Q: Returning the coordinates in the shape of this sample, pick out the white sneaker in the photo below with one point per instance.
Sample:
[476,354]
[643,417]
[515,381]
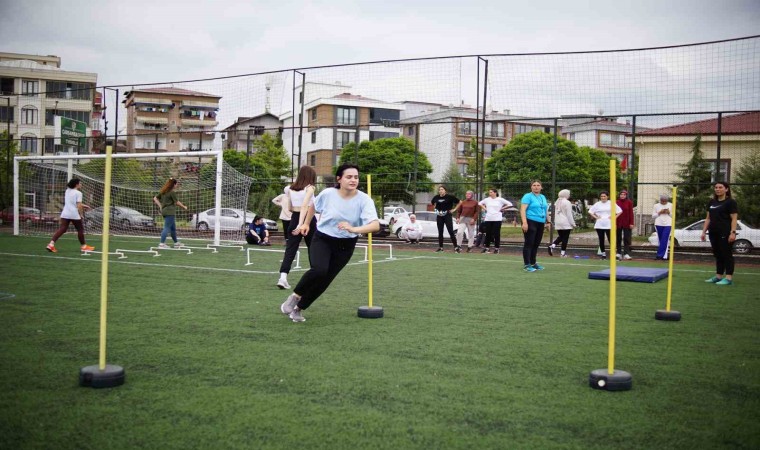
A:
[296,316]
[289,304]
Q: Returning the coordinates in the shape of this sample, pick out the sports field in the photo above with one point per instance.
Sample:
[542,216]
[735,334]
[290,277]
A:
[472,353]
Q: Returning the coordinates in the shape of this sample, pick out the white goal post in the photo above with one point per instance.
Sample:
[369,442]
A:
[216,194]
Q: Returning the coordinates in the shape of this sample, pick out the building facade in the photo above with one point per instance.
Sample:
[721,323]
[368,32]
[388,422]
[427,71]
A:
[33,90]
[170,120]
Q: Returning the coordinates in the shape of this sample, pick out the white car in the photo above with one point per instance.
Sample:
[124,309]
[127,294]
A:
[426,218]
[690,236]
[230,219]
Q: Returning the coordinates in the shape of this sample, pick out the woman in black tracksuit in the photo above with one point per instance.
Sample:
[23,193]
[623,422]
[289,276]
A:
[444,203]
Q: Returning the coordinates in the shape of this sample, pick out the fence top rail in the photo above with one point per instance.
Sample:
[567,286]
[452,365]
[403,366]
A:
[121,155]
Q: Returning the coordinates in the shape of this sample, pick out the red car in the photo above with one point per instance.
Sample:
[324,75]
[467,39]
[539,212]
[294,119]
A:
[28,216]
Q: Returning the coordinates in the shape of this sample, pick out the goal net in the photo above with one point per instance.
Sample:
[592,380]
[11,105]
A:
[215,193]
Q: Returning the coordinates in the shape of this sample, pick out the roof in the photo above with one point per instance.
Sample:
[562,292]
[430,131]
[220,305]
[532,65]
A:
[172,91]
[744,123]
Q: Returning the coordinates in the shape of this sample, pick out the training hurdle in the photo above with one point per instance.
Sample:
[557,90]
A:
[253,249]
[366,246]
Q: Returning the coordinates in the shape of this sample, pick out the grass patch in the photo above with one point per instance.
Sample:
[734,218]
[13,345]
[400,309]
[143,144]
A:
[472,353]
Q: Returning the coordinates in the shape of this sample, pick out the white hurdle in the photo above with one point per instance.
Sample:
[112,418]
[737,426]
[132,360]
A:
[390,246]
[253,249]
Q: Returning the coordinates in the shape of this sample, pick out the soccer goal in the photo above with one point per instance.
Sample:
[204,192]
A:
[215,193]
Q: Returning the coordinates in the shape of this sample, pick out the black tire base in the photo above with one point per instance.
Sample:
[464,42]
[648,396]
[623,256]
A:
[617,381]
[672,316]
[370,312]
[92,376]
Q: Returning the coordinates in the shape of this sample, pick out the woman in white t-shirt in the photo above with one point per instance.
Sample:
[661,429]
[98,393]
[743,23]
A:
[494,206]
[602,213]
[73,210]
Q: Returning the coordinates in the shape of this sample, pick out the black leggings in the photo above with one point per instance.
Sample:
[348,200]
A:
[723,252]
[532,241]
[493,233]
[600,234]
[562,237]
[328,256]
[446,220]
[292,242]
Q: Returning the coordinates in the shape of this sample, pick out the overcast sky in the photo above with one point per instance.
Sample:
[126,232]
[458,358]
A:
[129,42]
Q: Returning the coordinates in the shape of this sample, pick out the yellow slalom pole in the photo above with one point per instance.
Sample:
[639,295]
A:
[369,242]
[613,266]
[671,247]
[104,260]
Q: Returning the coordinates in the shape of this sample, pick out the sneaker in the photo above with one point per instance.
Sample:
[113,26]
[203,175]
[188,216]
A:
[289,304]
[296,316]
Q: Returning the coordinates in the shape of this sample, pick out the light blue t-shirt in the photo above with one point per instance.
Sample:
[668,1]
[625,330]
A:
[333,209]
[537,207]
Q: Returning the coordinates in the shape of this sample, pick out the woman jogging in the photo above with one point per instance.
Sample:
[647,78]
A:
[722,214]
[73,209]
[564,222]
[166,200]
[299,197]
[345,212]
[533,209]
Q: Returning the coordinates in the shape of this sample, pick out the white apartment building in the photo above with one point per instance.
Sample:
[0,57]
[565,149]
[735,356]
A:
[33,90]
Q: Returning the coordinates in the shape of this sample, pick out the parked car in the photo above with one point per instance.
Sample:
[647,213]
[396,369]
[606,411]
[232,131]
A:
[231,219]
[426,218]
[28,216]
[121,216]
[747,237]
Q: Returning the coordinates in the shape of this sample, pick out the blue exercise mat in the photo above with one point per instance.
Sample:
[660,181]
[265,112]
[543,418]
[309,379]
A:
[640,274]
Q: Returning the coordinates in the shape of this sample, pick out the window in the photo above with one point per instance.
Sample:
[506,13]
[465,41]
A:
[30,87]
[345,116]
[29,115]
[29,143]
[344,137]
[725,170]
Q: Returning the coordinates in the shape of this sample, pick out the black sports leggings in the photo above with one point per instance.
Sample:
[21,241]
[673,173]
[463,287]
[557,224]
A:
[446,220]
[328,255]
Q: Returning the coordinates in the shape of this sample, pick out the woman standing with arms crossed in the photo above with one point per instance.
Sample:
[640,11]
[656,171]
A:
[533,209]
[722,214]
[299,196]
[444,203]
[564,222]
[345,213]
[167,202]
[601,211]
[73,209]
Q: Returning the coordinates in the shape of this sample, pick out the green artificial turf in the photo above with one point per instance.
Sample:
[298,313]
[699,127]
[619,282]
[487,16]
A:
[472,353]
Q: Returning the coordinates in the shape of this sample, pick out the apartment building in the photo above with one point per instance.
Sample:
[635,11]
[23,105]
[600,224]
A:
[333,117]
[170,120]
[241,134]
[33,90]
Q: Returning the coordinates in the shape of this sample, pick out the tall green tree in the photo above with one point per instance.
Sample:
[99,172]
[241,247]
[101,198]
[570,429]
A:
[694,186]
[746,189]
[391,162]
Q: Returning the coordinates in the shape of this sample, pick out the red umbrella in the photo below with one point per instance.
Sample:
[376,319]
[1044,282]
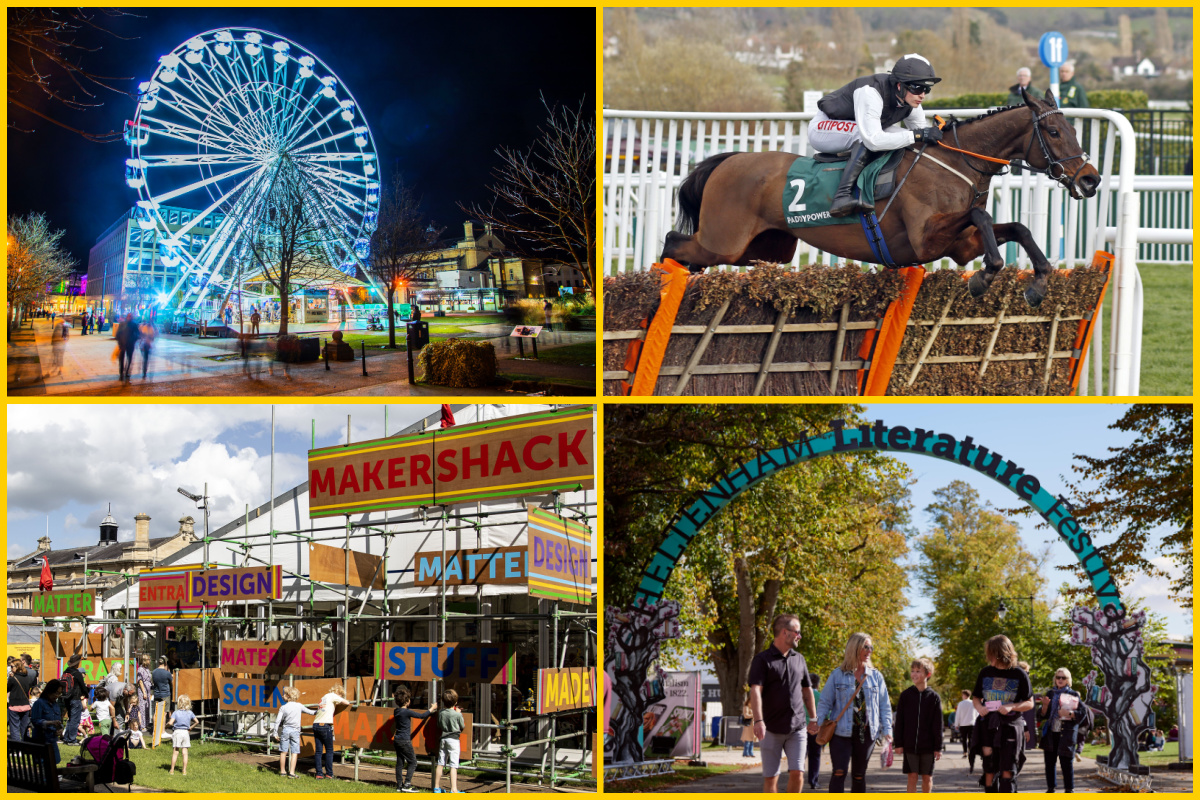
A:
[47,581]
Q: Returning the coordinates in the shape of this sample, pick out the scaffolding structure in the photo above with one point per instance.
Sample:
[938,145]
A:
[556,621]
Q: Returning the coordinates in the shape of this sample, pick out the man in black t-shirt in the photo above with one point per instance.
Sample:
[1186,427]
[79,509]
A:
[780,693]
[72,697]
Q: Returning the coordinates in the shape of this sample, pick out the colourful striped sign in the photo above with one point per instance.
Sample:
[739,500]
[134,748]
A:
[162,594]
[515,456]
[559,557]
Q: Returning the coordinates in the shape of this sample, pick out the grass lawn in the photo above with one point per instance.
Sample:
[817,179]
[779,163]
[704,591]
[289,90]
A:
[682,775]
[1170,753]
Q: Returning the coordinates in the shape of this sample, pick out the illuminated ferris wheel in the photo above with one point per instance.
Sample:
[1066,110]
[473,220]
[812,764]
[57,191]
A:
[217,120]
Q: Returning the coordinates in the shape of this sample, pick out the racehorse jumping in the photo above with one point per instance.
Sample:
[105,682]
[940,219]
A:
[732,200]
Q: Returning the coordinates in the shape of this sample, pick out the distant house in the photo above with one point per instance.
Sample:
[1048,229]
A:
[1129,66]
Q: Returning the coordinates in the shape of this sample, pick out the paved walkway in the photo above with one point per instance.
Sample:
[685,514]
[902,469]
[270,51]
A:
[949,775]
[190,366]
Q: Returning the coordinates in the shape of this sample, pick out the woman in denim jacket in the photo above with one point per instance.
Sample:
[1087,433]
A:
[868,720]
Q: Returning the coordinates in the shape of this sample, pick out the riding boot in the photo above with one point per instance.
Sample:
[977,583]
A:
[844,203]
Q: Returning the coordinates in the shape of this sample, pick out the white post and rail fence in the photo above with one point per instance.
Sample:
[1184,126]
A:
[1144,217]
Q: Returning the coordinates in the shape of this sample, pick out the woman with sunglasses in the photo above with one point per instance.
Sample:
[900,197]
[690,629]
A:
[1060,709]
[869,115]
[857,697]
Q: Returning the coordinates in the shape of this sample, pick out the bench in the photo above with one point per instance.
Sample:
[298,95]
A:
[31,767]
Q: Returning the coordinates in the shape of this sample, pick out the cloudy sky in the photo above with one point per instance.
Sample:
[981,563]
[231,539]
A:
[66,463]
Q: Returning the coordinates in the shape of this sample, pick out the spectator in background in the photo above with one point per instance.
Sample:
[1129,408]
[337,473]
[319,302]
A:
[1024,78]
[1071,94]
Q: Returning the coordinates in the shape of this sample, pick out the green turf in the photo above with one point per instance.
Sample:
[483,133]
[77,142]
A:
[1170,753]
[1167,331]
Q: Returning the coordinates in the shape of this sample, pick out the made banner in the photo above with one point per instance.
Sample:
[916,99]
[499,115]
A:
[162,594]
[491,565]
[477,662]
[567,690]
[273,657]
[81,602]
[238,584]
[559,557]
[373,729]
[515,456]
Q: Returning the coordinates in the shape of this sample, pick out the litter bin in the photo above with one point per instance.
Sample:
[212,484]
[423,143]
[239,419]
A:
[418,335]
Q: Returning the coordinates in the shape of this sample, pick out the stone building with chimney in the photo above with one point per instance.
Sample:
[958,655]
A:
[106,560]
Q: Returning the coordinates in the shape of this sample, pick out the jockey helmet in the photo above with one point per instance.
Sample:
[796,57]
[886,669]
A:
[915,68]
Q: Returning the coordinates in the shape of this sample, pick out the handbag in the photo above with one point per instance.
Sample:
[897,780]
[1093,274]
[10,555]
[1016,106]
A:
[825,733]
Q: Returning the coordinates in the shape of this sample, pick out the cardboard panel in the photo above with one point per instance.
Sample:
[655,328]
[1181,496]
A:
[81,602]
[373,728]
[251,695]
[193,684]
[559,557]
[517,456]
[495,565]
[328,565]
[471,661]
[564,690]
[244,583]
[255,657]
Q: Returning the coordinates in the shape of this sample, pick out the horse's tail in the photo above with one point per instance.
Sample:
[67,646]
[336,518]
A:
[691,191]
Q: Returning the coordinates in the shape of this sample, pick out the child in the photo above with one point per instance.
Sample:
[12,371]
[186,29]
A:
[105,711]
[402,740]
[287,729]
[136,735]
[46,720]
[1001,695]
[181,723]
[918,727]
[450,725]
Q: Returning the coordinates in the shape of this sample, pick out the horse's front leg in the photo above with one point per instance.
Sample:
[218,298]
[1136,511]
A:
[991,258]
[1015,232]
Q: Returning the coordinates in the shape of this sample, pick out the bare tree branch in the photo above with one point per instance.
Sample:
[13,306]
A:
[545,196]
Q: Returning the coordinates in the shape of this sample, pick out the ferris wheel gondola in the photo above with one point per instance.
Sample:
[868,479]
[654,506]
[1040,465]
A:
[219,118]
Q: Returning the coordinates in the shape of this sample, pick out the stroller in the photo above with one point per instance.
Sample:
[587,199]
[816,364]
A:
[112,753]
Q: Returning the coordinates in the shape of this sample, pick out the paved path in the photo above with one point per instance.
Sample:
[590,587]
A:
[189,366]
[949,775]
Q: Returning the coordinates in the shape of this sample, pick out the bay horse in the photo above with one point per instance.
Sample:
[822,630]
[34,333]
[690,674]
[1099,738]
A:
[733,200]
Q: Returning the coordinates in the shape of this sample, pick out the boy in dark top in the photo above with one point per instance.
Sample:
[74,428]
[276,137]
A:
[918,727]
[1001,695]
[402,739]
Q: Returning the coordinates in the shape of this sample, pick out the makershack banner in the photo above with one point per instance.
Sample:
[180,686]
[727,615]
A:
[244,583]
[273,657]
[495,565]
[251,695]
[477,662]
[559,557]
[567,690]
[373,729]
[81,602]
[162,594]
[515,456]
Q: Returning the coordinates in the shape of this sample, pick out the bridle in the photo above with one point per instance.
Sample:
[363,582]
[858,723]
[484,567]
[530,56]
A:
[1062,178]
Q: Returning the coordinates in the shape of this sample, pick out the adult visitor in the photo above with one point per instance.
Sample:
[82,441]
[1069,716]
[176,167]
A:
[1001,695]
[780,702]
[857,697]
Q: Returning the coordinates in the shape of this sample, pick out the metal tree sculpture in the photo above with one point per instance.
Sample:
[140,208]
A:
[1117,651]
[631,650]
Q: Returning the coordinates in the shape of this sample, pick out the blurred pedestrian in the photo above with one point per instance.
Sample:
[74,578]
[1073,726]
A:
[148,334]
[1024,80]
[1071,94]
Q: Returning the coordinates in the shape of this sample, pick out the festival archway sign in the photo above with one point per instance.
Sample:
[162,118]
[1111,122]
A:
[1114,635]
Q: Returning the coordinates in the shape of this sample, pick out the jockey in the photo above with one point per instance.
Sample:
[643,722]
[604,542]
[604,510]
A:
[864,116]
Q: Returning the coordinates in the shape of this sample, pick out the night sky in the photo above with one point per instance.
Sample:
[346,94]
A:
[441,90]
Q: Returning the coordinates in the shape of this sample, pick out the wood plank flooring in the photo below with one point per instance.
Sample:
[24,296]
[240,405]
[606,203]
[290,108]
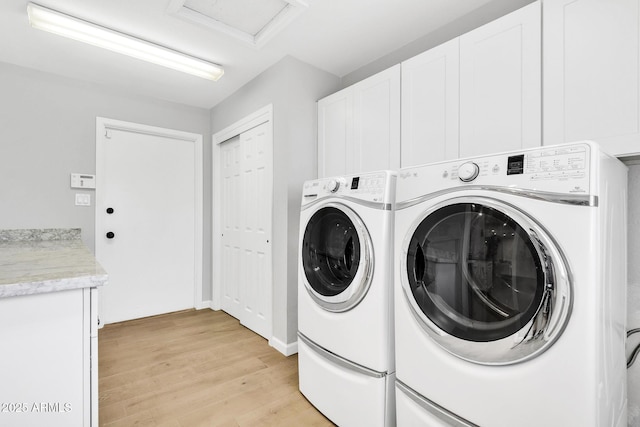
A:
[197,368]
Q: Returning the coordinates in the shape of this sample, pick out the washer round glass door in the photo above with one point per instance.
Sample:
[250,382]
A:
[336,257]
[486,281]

□ □ □ □ □ □ □

What you should do: Starting from the line where "out the boy" appears, copy every line through the end of the material, both ends included, but no pictures.

Answer to this task:
Q: Returning the coordinates in the shape of this sample, pick out the boy in dark top in the photo above with one point per instance.
Sample:
[74,428]
[276,137]
A:
[918,727]
[1001,695]
[402,739]
Q: Returning the coordinates in the shape of this sample, pick out the makershack banner in the photo above with one point per instance.
Sample:
[180,686]
[727,615]
A:
[244,583]
[273,657]
[495,565]
[251,695]
[477,662]
[559,557]
[567,690]
[373,729]
[81,602]
[162,594]
[515,456]
Q: Returning the coordinates in the shape of this sample, pick out the bridle in the photo above with one point per instance.
Sample:
[363,582]
[858,723]
[484,567]
[530,56]
A:
[1062,178]
Q: Returning the coordinates in the shape of this sample, pick out the adult visitor in the photo above with one point per instance.
Sample:
[82,441]
[1069,716]
[176,167]
A:
[1001,695]
[780,702]
[857,697]
Q: Returning the coordinates in the shape of this sample, pick out the metal tree sculpture in the photo above with one point per instance.
Sample:
[140,208]
A:
[1117,651]
[631,650]
Q: Returning the coordinates in the shape of this sample, pick out the blurred pedestrian in the photo above with one point per instance.
Sample:
[74,578]
[1073,726]
A:
[148,334]
[1024,80]
[1071,94]
Q: Returning the coordinates in the shape of this sample, pick out the festival archway sign in the photo above with one point per instance.
Sample:
[162,118]
[1111,122]
A:
[1114,635]
Q: Returning the coordinates in the shape of this sample, pick out the jockey in the photo above with one point per instance.
Sample:
[643,722]
[604,542]
[604,510]
A:
[864,116]
Q: Returning the coordinates in the shape of this sample, pick out the night sky in the photo above with one point per instance.
Sample:
[346,94]
A:
[441,90]
Q: Returning the coordinates in the shape of this sample, pick out the wood plank flooring in the photo below with one point per instance.
Sample:
[24,296]
[240,405]
[606,203]
[290,108]
A:
[197,368]
Q: Returning the coordinates in the shape of this sample, pick out the washer round glass door in the photo above with one point per instance.
Sample:
[250,382]
A:
[336,257]
[486,281]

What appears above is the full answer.